Challenge => State how many lines in the items below contain the string "white", treating uppercase and lowercase as distinct. Give only the number.

Rows =>

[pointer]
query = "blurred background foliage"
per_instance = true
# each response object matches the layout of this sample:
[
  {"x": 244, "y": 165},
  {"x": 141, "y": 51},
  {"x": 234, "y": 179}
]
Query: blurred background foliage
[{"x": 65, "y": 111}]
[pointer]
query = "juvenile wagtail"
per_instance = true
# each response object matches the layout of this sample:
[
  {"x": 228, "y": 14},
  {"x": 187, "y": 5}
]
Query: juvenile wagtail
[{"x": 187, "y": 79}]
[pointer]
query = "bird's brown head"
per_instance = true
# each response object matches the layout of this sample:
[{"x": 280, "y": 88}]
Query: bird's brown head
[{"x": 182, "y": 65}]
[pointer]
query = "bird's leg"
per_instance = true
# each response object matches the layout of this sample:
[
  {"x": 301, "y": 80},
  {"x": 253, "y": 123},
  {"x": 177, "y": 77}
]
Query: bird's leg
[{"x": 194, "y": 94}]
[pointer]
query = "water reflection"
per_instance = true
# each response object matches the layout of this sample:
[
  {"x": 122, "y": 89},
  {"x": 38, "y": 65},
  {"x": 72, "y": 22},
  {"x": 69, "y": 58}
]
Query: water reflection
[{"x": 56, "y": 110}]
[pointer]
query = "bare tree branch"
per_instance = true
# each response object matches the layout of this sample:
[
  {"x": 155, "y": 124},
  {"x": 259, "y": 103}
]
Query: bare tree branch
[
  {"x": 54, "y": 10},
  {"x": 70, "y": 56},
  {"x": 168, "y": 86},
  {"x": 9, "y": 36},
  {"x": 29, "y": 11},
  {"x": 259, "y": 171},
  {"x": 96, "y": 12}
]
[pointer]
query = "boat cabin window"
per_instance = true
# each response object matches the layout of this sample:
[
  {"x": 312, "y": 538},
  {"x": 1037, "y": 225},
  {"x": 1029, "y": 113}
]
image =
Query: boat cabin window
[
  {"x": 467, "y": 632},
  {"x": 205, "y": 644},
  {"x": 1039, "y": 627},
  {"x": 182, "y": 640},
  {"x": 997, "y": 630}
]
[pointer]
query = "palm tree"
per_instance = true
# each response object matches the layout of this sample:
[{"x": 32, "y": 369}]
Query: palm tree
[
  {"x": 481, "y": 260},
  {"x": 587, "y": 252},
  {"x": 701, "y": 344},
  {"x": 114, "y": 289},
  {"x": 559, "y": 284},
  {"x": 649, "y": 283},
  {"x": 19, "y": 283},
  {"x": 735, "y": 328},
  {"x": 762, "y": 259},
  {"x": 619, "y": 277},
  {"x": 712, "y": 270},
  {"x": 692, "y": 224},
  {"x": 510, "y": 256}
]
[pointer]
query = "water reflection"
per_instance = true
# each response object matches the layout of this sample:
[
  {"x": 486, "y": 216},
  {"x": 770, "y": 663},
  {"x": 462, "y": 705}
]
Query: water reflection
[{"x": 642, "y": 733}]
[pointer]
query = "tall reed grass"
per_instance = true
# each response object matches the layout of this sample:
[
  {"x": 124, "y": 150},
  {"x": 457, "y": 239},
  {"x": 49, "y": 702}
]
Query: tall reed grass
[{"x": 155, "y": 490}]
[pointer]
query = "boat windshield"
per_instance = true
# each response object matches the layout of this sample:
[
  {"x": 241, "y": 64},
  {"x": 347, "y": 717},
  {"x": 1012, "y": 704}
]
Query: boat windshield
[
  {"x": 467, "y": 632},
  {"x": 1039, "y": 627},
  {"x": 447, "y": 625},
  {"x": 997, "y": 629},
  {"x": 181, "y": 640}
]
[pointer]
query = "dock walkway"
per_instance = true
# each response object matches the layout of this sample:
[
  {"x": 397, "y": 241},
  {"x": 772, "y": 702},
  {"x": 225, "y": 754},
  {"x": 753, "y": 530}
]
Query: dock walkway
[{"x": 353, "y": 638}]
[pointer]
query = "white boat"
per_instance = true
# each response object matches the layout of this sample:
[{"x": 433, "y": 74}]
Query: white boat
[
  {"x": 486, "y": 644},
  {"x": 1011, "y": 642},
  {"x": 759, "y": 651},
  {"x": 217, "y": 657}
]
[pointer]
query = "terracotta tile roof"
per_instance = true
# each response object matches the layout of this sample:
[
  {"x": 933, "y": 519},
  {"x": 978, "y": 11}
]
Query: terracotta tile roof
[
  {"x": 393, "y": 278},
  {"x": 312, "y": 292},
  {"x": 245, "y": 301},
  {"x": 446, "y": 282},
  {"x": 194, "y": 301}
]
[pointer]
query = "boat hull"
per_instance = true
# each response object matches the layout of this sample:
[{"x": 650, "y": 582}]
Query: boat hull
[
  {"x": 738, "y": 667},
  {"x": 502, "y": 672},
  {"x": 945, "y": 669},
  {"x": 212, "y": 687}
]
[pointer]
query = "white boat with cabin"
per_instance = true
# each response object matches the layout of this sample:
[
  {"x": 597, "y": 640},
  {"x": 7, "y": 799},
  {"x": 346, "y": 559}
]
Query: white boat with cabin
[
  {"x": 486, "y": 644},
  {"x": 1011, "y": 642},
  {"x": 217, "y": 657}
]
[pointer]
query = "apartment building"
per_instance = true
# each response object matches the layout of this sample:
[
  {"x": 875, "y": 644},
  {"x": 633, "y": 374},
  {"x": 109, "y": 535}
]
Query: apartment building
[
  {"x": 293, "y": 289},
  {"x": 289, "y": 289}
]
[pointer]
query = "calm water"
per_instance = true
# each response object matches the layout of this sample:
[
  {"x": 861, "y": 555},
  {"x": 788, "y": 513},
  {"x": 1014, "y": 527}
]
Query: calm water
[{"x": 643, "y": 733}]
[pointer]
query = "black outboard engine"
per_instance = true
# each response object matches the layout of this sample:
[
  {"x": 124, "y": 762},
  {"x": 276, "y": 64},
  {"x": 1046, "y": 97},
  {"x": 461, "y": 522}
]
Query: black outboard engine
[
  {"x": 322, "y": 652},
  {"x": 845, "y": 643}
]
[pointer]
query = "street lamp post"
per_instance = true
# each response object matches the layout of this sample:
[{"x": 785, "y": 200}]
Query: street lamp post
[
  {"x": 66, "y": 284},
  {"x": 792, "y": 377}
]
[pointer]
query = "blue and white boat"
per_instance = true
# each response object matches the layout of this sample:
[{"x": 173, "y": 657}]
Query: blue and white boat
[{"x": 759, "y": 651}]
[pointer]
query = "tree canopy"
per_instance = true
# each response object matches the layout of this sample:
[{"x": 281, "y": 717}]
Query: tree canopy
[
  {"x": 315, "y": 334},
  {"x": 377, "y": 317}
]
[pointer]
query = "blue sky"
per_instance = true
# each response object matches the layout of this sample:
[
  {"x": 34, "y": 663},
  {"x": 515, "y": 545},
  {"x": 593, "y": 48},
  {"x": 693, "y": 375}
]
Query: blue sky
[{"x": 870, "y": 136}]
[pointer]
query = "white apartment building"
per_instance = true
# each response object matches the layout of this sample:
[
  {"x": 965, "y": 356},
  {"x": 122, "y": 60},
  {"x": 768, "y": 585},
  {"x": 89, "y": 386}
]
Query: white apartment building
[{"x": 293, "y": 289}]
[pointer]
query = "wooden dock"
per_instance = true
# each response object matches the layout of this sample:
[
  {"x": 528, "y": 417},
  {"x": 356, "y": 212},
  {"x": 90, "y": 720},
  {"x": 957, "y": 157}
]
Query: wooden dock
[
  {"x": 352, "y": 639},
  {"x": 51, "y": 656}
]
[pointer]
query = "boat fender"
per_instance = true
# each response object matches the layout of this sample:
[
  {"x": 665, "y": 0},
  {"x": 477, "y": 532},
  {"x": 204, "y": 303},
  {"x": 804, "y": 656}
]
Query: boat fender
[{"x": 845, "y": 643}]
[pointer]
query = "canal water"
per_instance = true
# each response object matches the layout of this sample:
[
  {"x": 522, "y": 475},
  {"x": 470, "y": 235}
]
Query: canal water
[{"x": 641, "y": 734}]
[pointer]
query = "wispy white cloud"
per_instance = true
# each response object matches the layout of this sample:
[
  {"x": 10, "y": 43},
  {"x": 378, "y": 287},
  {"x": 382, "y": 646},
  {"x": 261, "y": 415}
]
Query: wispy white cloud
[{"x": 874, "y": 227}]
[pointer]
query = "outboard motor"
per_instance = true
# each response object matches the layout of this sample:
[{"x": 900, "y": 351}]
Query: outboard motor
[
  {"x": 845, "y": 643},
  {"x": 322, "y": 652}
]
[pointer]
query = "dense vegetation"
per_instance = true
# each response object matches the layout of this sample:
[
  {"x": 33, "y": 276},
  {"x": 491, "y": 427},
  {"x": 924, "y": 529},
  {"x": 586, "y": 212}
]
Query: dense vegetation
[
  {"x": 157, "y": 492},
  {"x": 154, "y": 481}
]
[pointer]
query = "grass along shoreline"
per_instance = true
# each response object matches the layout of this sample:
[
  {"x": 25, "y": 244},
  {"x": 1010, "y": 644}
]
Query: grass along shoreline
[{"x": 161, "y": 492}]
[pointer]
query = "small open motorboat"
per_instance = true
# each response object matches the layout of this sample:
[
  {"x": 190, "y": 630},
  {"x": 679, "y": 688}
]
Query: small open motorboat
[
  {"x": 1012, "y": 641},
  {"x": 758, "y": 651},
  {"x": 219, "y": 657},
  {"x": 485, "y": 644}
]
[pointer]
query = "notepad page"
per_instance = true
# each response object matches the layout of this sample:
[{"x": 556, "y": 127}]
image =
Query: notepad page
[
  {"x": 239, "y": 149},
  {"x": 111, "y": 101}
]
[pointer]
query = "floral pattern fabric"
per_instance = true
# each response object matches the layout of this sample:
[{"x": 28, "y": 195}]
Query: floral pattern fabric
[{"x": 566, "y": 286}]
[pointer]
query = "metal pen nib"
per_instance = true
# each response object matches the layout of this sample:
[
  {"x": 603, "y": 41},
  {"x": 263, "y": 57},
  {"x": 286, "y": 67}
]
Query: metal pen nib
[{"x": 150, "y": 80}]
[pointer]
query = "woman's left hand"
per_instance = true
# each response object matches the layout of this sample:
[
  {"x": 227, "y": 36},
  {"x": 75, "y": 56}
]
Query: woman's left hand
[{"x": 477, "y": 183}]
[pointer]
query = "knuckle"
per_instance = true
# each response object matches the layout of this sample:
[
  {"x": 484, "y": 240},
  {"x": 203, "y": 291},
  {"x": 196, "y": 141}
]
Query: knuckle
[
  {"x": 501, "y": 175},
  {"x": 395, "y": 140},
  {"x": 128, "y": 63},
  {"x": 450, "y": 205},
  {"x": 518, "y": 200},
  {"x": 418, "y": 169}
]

Written answer => 10